──────── SELECTED TEXT ────────

The extraordinary abundance of puffer fish in the Arabian sea off Kerala since 2007 could be due owing to a decline in the population of top predators in the marine ecosystem, a study conducted by scientists at the Central Marine Fisheries Research Institute indicates.

The study, reported in the latest issue of Current Science, attributes the increasing biomass of puffer fish to the excessive fishing of top predators like the cobia (Rachycentron canadum) and different species of catfish in the ecosystem.

The study carried out by K.S. Mohamed and others says the increased biomass of puffer fishes from 2007 signalled the beginning of a ‘trophic cascade’ in the Arabian Sea, marked by reciprocal changes in the population of predator and prey species. It says the loss of predatory control had a top-down effect on the population of puffer fish. From 2007, there have been reports of puffer fish wreaking havoc off the coast of Kerala, damaging fishing nets and causing extensive loss to traditional fishermen. The problem is acute during the post-monsoon period. Puffer fish tear fishing nets to shreds. They also attack other catch, particularly squids and cuttlefish, adding to the fishermen’s loss.

‘Prickly ball’

Belonging to the family Tetraodontidae, puffer fish is a mid- level carnivore characterised by four sharp, plate- like teeth and a spiny, loose-skinned rib-less body that can take in water to become a prickly ball. Because of these features, it is shunned as prey by most predatory fishes. Puffer fish are toxic for humans because of the presence of Tetradotoxin (TTX), a neurotoxin causing asphyxiation and death, in their body.

An assessment of the fish catch statistics in Kerala by the research team showed that catches of Tetradontids were meagre during the 1970s, 80s and 90s but increased sharply from 2006. Among the puffer fishes caught, the smooth-backed blow fish (L.inermis) was the major species, followed by the fat puffer (Arothron), and the porcupine fish (Diodon).

──────── PROVIDED MATERIAL ────────

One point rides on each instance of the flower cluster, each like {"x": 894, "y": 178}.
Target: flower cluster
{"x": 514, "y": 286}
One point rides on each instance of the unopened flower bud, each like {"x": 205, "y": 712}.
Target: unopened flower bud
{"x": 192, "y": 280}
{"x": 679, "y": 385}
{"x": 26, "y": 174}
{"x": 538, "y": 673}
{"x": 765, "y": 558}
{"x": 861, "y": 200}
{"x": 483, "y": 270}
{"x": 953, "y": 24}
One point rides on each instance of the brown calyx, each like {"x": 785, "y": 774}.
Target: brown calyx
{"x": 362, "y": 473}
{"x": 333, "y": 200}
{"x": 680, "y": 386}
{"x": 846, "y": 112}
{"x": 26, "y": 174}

────────
──────── PROVIDED MATERIAL ────────

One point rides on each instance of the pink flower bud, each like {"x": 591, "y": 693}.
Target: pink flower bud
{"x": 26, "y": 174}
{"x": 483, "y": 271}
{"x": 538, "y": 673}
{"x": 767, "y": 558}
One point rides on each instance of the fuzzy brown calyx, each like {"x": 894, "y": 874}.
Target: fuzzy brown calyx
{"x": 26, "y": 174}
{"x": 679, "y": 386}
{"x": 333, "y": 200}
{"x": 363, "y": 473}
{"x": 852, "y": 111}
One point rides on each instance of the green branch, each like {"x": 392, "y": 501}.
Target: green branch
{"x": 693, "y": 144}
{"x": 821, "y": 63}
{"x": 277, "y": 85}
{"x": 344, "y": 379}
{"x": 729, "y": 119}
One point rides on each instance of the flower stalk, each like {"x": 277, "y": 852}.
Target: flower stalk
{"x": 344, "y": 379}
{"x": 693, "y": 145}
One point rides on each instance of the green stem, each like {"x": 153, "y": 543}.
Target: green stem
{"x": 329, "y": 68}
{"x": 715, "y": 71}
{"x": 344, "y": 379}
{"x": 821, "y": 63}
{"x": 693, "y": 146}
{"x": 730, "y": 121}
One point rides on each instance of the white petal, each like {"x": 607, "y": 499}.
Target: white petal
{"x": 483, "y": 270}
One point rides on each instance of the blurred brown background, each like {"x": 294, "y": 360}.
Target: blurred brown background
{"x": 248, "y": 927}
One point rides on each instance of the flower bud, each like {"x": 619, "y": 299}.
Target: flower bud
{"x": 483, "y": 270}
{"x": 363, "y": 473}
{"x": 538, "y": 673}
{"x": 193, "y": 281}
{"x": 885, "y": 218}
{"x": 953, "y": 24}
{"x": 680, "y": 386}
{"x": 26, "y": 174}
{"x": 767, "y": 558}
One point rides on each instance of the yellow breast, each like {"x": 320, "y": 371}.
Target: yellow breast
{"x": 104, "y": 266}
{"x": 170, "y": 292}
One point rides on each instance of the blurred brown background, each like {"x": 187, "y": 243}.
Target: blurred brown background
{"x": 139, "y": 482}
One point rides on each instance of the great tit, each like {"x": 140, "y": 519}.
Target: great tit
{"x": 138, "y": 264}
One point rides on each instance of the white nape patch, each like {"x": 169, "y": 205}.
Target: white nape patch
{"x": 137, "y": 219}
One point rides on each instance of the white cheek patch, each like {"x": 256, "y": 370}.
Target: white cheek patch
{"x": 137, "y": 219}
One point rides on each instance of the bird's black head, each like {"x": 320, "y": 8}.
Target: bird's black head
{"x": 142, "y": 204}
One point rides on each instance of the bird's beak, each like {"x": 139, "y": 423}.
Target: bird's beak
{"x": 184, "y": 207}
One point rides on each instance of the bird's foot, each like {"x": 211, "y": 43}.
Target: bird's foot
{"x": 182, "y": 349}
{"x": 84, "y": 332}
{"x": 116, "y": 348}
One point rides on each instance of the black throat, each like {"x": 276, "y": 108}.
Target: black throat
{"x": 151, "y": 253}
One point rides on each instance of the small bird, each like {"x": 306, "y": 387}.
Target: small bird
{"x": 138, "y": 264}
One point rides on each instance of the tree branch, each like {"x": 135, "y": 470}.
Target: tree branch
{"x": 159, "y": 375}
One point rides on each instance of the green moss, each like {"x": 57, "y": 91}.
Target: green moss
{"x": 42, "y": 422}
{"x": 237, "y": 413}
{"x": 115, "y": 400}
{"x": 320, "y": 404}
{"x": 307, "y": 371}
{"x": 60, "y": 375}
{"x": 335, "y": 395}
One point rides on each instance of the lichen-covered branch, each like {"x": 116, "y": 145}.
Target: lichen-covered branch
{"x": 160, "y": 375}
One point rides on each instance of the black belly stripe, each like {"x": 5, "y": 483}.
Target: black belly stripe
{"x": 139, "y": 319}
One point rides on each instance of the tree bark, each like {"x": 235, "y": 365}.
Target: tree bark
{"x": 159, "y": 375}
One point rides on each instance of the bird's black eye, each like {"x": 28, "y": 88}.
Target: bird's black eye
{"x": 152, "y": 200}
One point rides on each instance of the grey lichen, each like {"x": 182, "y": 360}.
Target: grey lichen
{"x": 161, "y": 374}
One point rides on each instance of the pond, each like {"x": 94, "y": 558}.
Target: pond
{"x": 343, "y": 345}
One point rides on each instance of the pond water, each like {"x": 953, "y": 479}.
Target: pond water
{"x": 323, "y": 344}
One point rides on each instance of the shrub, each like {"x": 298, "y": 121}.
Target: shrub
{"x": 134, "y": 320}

────────

§ EXERCISE REQUIREMENTS:
Please answer these questions from the puffer fish text, one per line and numbered the same way:
1. In which journal was the study reported?
2. To which family do puffer fish belong?
3. Which species was the major one among the puffer fishes caught?

§ SOLUTION TO THIS PROBLEM:
1. Current Science
2. Tetraodontidae
3. The smooth-backed blow fish (L.inermis)